— Text segment —
▬▬▬▬▬▬▬▬▬▬

SOLID Principles Explained with LLD Examples

SOLID principles are the five foundational guidelines for writing maintainable object-oriented code. In LLD interviews at Amazon, Flipkart, Swiggy, and Google, interviewers expect you to not just know the acronym but to apply each principle to real system design decisions. This guide explains all five principles with concrete LLD examples and how interviewers test them.

What Are SOLID Principles?

SOLID is an acronym coined by Robert C. Martin (Uncle Bob):

S — Single Responsibility Principle (SRP)
O — Open/Closed Principle (OCP)
L — Liskov Substitution Principle (LSP)
I — Interface Segregation Principle (ISP)
D — Dependency Inversion Principle (DIP)

These principles guide class design decisions. Violating them makes code fragile, hard to test, and resistant to change. In an LLD interview, an interviewer who asks "why did you separate these two classes?" is testing whether you know SRP.

S — Single Responsibility Principle

A class should have only one reason to change. "Reason to change" means one business actor whose requirements can force the class to be modified.

LLD Example: Parking Lot

// VIOLATION: ParkingLot does pricing, persistence, and slot management
public class ParkingLot {
    public Ticket parkVehicle(Vehicle v) { ... }
    public double calculateFee(Ticket t) { ... }  // pricing responsibility
    public void saveToDatabase(Ticket t) { ... }  // persistence responsibility
}

// CORRECT: Separate responsibilities
public class ParkingLot {
    public Ticket parkVehicle(Vehicle v) { ... }  // slot management only
}
public class PricingService {
    public double calculateFee(Ticket t) { ... }
}
public class TicketRepository {
    public void save(Ticket t) { ... }
}

If the pricing model changes, only PricingService changes. If the database schema changes, only TicketRepository changes. ParkingLot is untouched by either.

O — Open/Closed Principle

Software entities should be open for extension but closed for modification. Add new behavior by adding new code, not by changing existing code.

▬▬▬▬▬▬▬▬▬▬

— Extracted information —
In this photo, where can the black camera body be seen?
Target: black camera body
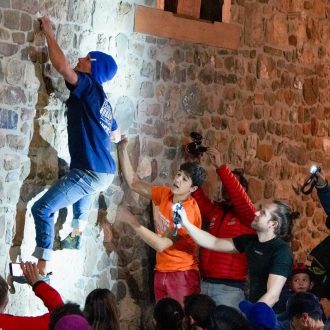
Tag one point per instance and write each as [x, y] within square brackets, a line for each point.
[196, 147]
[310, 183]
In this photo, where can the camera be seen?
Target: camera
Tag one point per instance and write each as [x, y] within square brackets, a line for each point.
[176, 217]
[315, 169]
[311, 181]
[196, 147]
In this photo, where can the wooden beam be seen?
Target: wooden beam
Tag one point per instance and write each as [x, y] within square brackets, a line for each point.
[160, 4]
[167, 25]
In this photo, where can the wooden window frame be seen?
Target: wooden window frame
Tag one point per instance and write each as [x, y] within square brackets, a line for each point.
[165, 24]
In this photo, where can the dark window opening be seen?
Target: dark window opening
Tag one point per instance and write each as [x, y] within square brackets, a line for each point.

▬▬▬▬▬▬▬▬▬▬

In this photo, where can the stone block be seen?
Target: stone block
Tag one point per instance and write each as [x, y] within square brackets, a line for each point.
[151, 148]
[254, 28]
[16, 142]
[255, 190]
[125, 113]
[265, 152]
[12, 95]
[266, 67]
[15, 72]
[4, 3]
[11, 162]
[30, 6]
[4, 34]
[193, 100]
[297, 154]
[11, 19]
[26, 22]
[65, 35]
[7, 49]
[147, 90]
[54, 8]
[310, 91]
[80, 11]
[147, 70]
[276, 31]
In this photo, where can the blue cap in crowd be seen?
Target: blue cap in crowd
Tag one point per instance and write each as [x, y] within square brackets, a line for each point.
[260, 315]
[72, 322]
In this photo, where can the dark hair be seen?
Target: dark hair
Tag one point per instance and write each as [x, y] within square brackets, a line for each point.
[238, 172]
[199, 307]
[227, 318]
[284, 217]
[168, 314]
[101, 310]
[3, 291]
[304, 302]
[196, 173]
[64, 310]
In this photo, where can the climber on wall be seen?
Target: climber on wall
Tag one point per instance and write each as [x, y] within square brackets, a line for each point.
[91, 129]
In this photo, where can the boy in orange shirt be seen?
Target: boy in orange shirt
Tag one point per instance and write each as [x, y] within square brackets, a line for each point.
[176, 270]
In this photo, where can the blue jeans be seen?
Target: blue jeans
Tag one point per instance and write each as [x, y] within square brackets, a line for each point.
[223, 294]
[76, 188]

▬▬▬▬▬▬▬▬▬▬

— Request A —
Answer these questions using the SOLID principles guide, one answer per line, marked as the questions are.
(i) Who coined the SOLID acronym?
(ii) In the Single Responsibility Principle, what does "reason to change" mean?
(iii) In the corrected parking lot design, which class changes if the database schema changes?
— Request B —
Recast the paragraph of the SOLID principles guide that begins "These principles guide class design decisions" as a short bulleted list that keeps its main facts.
— Request C —
Using the SOLID principles guide, list every principle in the acronym, giving each one's full name and its abbreviation.

— Correct result A —
(i) Robert C. Martin (Uncle Bob).
(ii) It means one business actor whose requirements can force the class to be modified.
(iii) TicketRepository.

— Correct result B —
- The principles guide decisions about class design.
- Violating them makes code fragile, hard to test, and resistant to change.
- In an LLD interview, asking "why did you separate these two classes?" tests knowledge of SRP.

— Correct result C —
- Single Responsibility Principle (SRP)
- Open/Closed Principle (OCP)
- Liskov Substitution Principle (LSP)
- Interface Segregation Principle (ISP)
- Dependency Inversion Principle (DIP)